CS470/570 Artificial Intelligence

Program #1: Fred Flintstone problem-solving
(a.k.a. Warming up our Python mojo)

Overview:

There's nothing intrinsically different or magical about AI programming; it's all just software...only it just happens to be specialized towards certain analytic orientations, algorithms, and problem-solving goals. Well heck, you're all rock-star programmers, right? So let's get that programming mojo warmed up with a little basic problem-solving challenge!

I'm calling this "Fred Flintstone problem-solving" because it's just that: we know nothing at this early point in the course, so we can offer only completely off-the-cuff, uninformed, "naive" solving of a problem. As we move forward, we'll soon develop a broader understanding of the intellectual "terrain" surrounding problems like these: what we are really doing, what the alternative solution approaches in this terrain are, and how to think about what will work best. But for now, we're just going to get out our caveman club and flail away... and then grunt happily when we get a solution!

The Problem:

In this first small programming exercise, we will consider how we can solve Boggle. If you haven't played in awhile, here's the gist of the game: There are 16 cubes with letters on the faces. These cubes are randomly arranged in a 4x4 matrix by shaking the boggle game. The goal of the game is to make words out of these letters by traversing adjacent (horizontal, vertical or diagonal) tiles. This "chain" of letters may snake all over the board, but you can only use each tile once, i.e., no fair using the same letter twice in a word. In a fixed amount of time players must make as many words as possible. Words are then scored as follows: 1 point for each 3-4 letter word, 2 points for a 5-letter word, 3 points for a 6-letter word, 5 points for a 7-letter word, 11 points for a 8 (or more)-letter word.

The Assignment: Overview

In this problem, you are asked to solve Boggle boards exhaustively in whatever way you can (go Fred Flintstone!): given a particular boggle board as input, your algorithm should enumerate all possible words that can be found in that Boggle board.

## Exercise tasks:
1. List every word-length scoring tier that the Boggle assignment gives, with the points for each.
2. Pick up the Boggle assignment after its last sentence and write what comes next.

## Provided data:
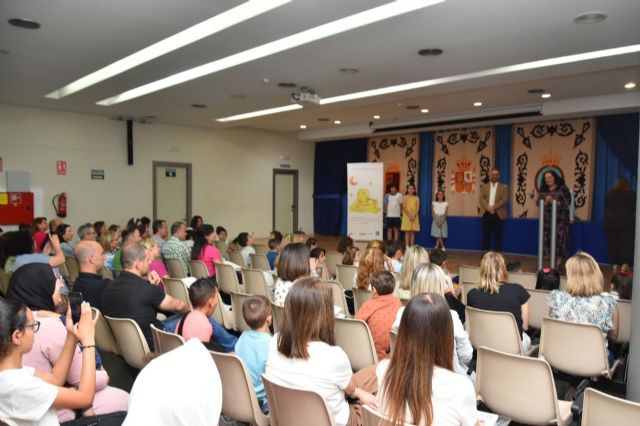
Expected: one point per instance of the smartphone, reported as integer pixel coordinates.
(75, 303)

## Results for each task:
1.
- 3-4 letter word: 1 point
- 5-letter word: 2 points
- 6-letter word: 3 points
- 7-letter word: 5 points
- 8 (or more)-letter word: 11 points

2.
The dictionary we will use for our game of Boggle is the Tournament Scrabble Wordlist which includes 178,691 words. I've cleaned up and provided a file of dictionary words for you here.

Your program should be given a dictionary and an NxN boggle board (either in command line or program params, up to you). It should then run and discover all possible words existing in the given board and print out a summary of its findings.

Details:

You are permitted to use only basic "standard" Python data structures, i.e., lists, dictionaries, and sets. Nothing fancy like Trie, Queue, etc. which are complexity overkill that will just slow you down, confuse you, and impede your understanding of what you're really doing. In short, the only package you may import for this program is the time package to do the timing. Everything else is standard core Python.
Any dictionary used will have the same format as the twl06 dictionary, i.e., one word per line in a text file. This means that, given the appropriate dictionary file, your program can Boggle in French just as easily as in English!
A boggle board file will consist of N lines of N letters separated by spaces. You should ignore extra space at the end of the line or extra newlines at the end of a file. (Hint: check out the python strip() function)
Your solver should be able to take in whatever NxN board size you pass it, simply deducing the board size from the given board input file. A solid algorithm will work just as well on 2x2 boards as on 10x10 boards!
Efficiency matters in time-based scenarios (like games). Keep efficiency close in mind as you design your code.

This is not a particularly hard problem...provided you think it through! (Hint: elegance, recursion). Just as a reference point: my solution has one main function of about 15 lines, plus three smaller helpers to load/print out boards and stuff. Without comments, the whole thing fits on a page.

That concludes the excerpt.